*** Records shown Section Begins ***
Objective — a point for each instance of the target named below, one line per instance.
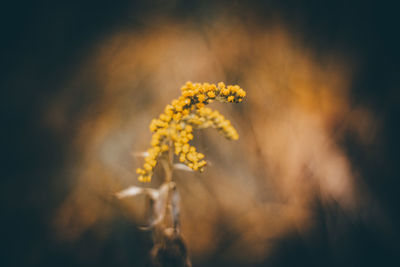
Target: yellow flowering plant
(173, 129)
(172, 132)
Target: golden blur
(256, 189)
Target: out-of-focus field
(290, 154)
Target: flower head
(173, 129)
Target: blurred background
(312, 181)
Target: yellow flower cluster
*** Records shown Section Ends ***
### Brief
What is needed is the data above, retyped exactly, with every picture left out.

### Written solution
Objective — a point for each instance of the target named below, one line per instance.
Target: yellow flowering plant
(173, 129)
(172, 132)
Target: golden blur
(256, 189)
Target: out-of-focus field
(290, 154)
Target: flower head
(173, 129)
Target: blurred background
(312, 181)
Target: yellow flower cluster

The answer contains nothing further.